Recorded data
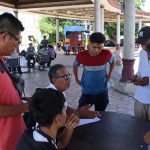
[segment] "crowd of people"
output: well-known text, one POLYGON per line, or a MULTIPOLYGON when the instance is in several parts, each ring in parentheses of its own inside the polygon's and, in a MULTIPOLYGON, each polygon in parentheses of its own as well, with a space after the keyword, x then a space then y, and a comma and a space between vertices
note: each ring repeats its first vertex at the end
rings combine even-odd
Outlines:
POLYGON ((43 40, 41 41, 37 52, 35 51, 35 48, 32 43, 29 43, 29 47, 27 48, 27 67, 34 68, 35 63, 38 63, 39 69, 41 67, 45 68, 45 64, 47 64, 47 67, 50 66, 51 61, 53 61, 56 58, 56 52, 54 50, 54 47, 50 44, 48 44, 48 40, 46 39, 46 36, 43 36, 43 40), (32 63, 31 63, 32 61, 32 63))
MULTIPOLYGON (((79 52, 74 60, 75 81, 82 89, 78 108, 74 109, 68 106, 64 93, 70 87, 72 74, 63 64, 50 66, 49 62, 49 86, 37 87, 33 96, 27 102, 23 101, 13 79, 2 66, 6 66, 4 57, 11 55, 20 44, 24 27, 10 13, 0 15, 0 27, 0 150, 64 149, 78 126, 79 119, 99 117, 109 103, 107 82, 112 76, 115 60, 113 54, 103 48, 105 36, 100 32, 92 33, 88 50, 79 52), (81 80, 78 75, 80 65, 83 66, 81 80), (92 105, 94 111, 90 109, 92 105), (23 119, 23 113, 26 114, 26 120, 23 119)), ((150 27, 139 31, 136 42, 141 44, 142 50, 138 73, 132 79, 138 85, 135 93, 135 117, 149 121, 150 27)), ((45 51, 47 47, 53 60, 56 57, 54 48, 48 45, 44 36, 41 49, 45 51)), ((34 55, 35 49, 29 44, 27 58, 33 59, 34 55)), ((28 61, 28 65, 29 63, 28 61)), ((150 132, 144 139, 150 144, 150 132)))

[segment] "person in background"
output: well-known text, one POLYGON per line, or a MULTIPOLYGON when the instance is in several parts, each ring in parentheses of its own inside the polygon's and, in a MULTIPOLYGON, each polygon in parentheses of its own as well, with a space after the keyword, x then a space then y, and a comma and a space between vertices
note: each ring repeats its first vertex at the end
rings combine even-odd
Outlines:
POLYGON ((78 117, 72 113, 66 116, 65 97, 51 88, 37 89, 31 98, 29 110, 38 123, 36 129, 27 129, 17 150, 58 150, 64 149, 70 141, 78 117), (58 130, 65 127, 62 135, 58 130))
POLYGON ((52 45, 48 45, 48 55, 50 58, 49 58, 49 61, 47 62, 47 66, 49 67, 51 64, 51 61, 56 58, 56 52, 52 45))
POLYGON ((29 43, 29 47, 27 48, 27 67, 30 67, 31 60, 33 60, 32 67, 35 66, 35 48, 32 43, 29 43))
MULTIPOLYGON (((64 92, 70 87, 71 74, 67 68, 62 64, 55 64, 50 67, 49 73, 50 85, 47 88, 56 89, 64 94, 64 92)), ((95 118, 100 116, 99 111, 90 110, 91 106, 83 106, 79 109, 73 109, 67 107, 67 114, 76 111, 79 114, 79 118, 95 118)))
POLYGON ((95 32, 89 37, 88 50, 79 52, 73 64, 76 83, 82 88, 82 95, 78 107, 88 104, 95 106, 96 111, 104 111, 109 103, 107 82, 112 76, 115 66, 113 54, 103 49, 105 36, 95 32), (107 63, 110 64, 107 73, 107 63), (83 65, 83 74, 80 81, 78 67, 83 65))
POLYGON ((70 54, 69 46, 70 46, 69 43, 66 43, 66 44, 64 45, 66 55, 69 55, 69 54, 70 54))
MULTIPOLYGON (((0 15, 0 63, 3 56, 11 55, 20 44, 22 23, 10 13, 0 15)), ((10 76, 0 68, 0 150, 16 150, 25 130, 22 113, 28 112, 10 76)))
POLYGON ((43 36, 43 40, 41 41, 40 45, 44 48, 47 49, 47 45, 48 45, 48 40, 46 39, 46 36, 43 36))
POLYGON ((22 75, 18 46, 16 47, 12 55, 7 56, 6 63, 10 71, 18 72, 20 75, 22 75))
POLYGON ((141 28, 136 43, 142 49, 139 55, 139 66, 137 73, 133 76, 132 82, 137 85, 135 91, 134 114, 136 118, 150 121, 150 65, 149 52, 146 45, 150 40, 150 26, 141 28))
POLYGON ((57 43, 57 50, 58 50, 58 51, 61 50, 61 41, 59 41, 59 42, 57 43))

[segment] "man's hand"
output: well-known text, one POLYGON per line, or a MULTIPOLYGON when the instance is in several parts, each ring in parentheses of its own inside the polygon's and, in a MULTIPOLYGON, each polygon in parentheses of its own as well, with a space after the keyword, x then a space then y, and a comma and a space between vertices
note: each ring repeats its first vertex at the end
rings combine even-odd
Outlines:
POLYGON ((80 118, 95 118, 100 116, 99 111, 92 111, 90 110, 91 105, 82 106, 79 108, 79 117, 80 118))
POLYGON ((139 80, 137 80, 137 82, 134 82, 135 85, 140 85, 140 86, 146 86, 149 84, 149 77, 143 77, 139 80))
POLYGON ((132 79, 131 79, 131 81, 132 81, 133 83, 137 82, 138 80, 139 80, 138 75, 134 75, 134 76, 132 77, 132 79))
POLYGON ((150 144, 150 131, 145 134, 144 141, 146 144, 150 144))
POLYGON ((65 127, 68 129, 74 129, 75 127, 78 126, 78 124, 79 124, 79 117, 77 116, 77 114, 72 113, 67 117, 65 127))

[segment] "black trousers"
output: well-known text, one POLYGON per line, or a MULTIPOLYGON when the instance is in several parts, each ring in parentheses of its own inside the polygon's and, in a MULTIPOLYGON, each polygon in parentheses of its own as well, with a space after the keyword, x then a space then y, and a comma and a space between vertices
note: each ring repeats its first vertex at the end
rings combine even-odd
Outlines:
POLYGON ((108 90, 96 95, 82 93, 78 107, 90 104, 95 106, 95 111, 104 111, 108 103, 108 90))

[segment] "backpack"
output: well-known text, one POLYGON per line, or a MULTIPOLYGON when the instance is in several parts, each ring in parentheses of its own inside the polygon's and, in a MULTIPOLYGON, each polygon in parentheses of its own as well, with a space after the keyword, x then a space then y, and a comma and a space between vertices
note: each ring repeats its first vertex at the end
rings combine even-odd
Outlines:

ASSIGNMENT
When you copy the data, keep every line exact and drop the pictures.

SOLUTION TO THIS TASK
[segment] "crowd of people"
output: well-known text, one POLYGON per line, or a MULTIPOLYGON when the instance is in several parts, each ring in parentheses of its own inside the polygon's and, in a MULTIPOLYGON, each polygon in parentheses of its own as well, with a space after the keyword, x then a space then y, and a comma and a space between vertices
note: each ring repeats its first vertex at the end
rings combine even-odd
Outlines:
POLYGON ((43 40, 41 41, 37 52, 35 51, 35 48, 32 43, 29 43, 29 47, 27 48, 27 67, 34 68, 35 63, 38 63, 39 69, 41 67, 45 68, 45 64, 47 64, 47 67, 50 66, 51 61, 53 61, 56 58, 56 52, 54 50, 54 47, 50 44, 48 44, 48 40, 46 39, 46 36, 43 36, 43 40), (32 63, 31 63, 32 61, 32 63))
MULTIPOLYGON (((79 52, 74 60, 75 81, 82 89, 78 108, 74 109, 68 106, 64 93, 70 87, 72 74, 63 64, 50 66, 49 62, 49 86, 37 87, 33 96, 27 102, 23 101, 13 79, 2 66, 6 66, 4 57, 11 55, 20 44, 24 27, 10 13, 0 15, 0 27, 0 150, 64 149, 78 126, 79 119, 99 117, 109 103, 107 82, 112 76, 115 60, 113 54, 103 48, 105 36, 100 32, 92 33, 88 50, 79 52), (81 80, 78 75, 80 65, 83 66, 81 80), (92 105, 94 111, 90 109, 92 105), (23 119, 23 113, 26 114, 26 120, 23 119)), ((150 27, 139 31, 136 42, 141 44, 142 50, 138 73, 132 79, 138 85, 135 93, 135 117, 149 121, 150 27)), ((45 51, 47 47, 53 60, 56 57, 54 48, 48 45, 44 36, 41 49, 45 51)), ((34 55, 35 49, 29 44, 27 58, 33 59, 34 55)), ((28 61, 28 65, 29 63, 28 61)), ((150 132, 144 139, 150 144, 150 132)))

[segment] "person in background"
output: well-known text, one POLYGON per line, or a MULTIPOLYGON when the instance is in several parts, each ring in parentheses of its own inside the polygon's and, in a MULTIPOLYGON, each polygon in parentheses of its own as well, with a space after the keyword, x then a space then y, and a comma and a space between vertices
note: each ring repeats its first vertex at the end
rings combine even-odd
Outlines:
POLYGON ((78 117, 72 113, 66 116, 65 97, 51 88, 37 89, 31 98, 29 110, 38 123, 36 129, 27 129, 17 150, 58 150, 64 149, 70 141, 78 117), (58 130, 65 127, 62 135, 58 130))
POLYGON ((52 45, 48 45, 48 55, 50 58, 49 58, 49 61, 47 62, 47 66, 49 67, 51 64, 51 61, 56 58, 56 52, 52 45))
POLYGON ((29 43, 29 47, 27 48, 27 67, 30 67, 31 60, 33 60, 32 67, 35 66, 35 48, 32 43, 29 43))
MULTIPOLYGON (((64 92, 70 87, 71 74, 67 68, 62 64, 55 64, 50 67, 49 73, 50 85, 47 88, 56 89, 64 94, 64 92)), ((95 118, 100 116, 99 111, 90 110, 91 106, 83 106, 79 109, 73 109, 67 107, 67 114, 76 111, 79 114, 79 118, 95 118)))
POLYGON ((95 32, 89 37, 88 50, 79 52, 73 64, 76 83, 82 88, 82 95, 78 107, 88 104, 95 106, 96 111, 104 111, 109 103, 107 82, 112 76, 115 66, 113 54, 103 49, 105 36, 95 32), (107 63, 110 64, 107 73, 107 63), (83 65, 83 74, 80 81, 78 67, 83 65))
POLYGON ((70 54, 69 46, 70 46, 69 43, 66 43, 66 44, 64 45, 66 55, 69 55, 69 54, 70 54))
MULTIPOLYGON (((0 15, 0 63, 3 56, 11 55, 20 44, 22 23, 10 13, 0 15)), ((10 76, 0 68, 0 150, 16 150, 25 130, 22 113, 28 112, 10 76)))
POLYGON ((43 36, 43 40, 41 41, 40 45, 44 48, 47 49, 47 45, 48 45, 48 40, 46 39, 46 36, 43 36))
POLYGON ((22 75, 18 46, 16 47, 12 55, 7 56, 6 63, 10 71, 18 72, 20 75, 22 75))
POLYGON ((141 28, 136 43, 142 49, 139 55, 139 66, 137 73, 133 76, 132 82, 137 85, 135 91, 134 114, 136 118, 150 121, 150 65, 149 52, 146 45, 150 40, 150 26, 141 28))
POLYGON ((57 43, 57 50, 58 50, 58 51, 61 50, 61 41, 59 41, 59 42, 57 43))

[segment] "man's hand"
output: well-known text, one POLYGON per line, or a MULTIPOLYGON when the instance is in several parts, each ring in parentheses of its own inside the polygon's and, in a MULTIPOLYGON, each polygon in parentheses of its own as well, with a space after the keyword, x then a space then y, and a comma and a space between vertices
note: each ring repeats its first vertex at the end
rings combine even-odd
Outlines:
POLYGON ((80 118, 95 118, 100 116, 99 111, 92 111, 90 110, 91 105, 82 106, 79 108, 79 117, 80 118))
POLYGON ((139 80, 137 80, 137 82, 134 82, 135 85, 140 85, 140 86, 146 86, 149 84, 149 77, 143 77, 139 80))
POLYGON ((132 79, 131 79, 131 81, 132 81, 133 83, 137 82, 138 80, 139 80, 138 75, 134 75, 134 76, 132 77, 132 79))
POLYGON ((150 144, 150 131, 145 134, 144 141, 146 144, 150 144))
POLYGON ((65 127, 68 129, 74 129, 75 127, 78 126, 78 124, 79 124, 79 117, 77 116, 77 114, 72 113, 67 117, 65 127))

[segment] "black trousers"
output: well-known text, one POLYGON per line, or a MULTIPOLYGON when the instance is in several parts, each ring in parentheses of its own inside the polygon's and, in a MULTIPOLYGON, each polygon in parentheses of its own as well, with a space after the keyword, x then a space then y, and a comma and a space between vertices
note: each ring repeats its first vertex at the end
rings combine even-odd
Outlines:
POLYGON ((108 90, 96 95, 82 93, 78 107, 90 104, 95 106, 95 111, 104 111, 108 103, 108 90))

[segment] "backpack"
output: well-known text, one POLYGON per line, or a MULTIPOLYGON when the instance is in several parts, each ring in parentheses of its own inside the polygon's and, in a MULTIPOLYGON, each polygon in parentheses of its own as well, with a space after the keyword, x then a space then y, and a comma and a space between vertices
note: each ring repeats its first vertex at the end
rings combine even-odd
Outlines:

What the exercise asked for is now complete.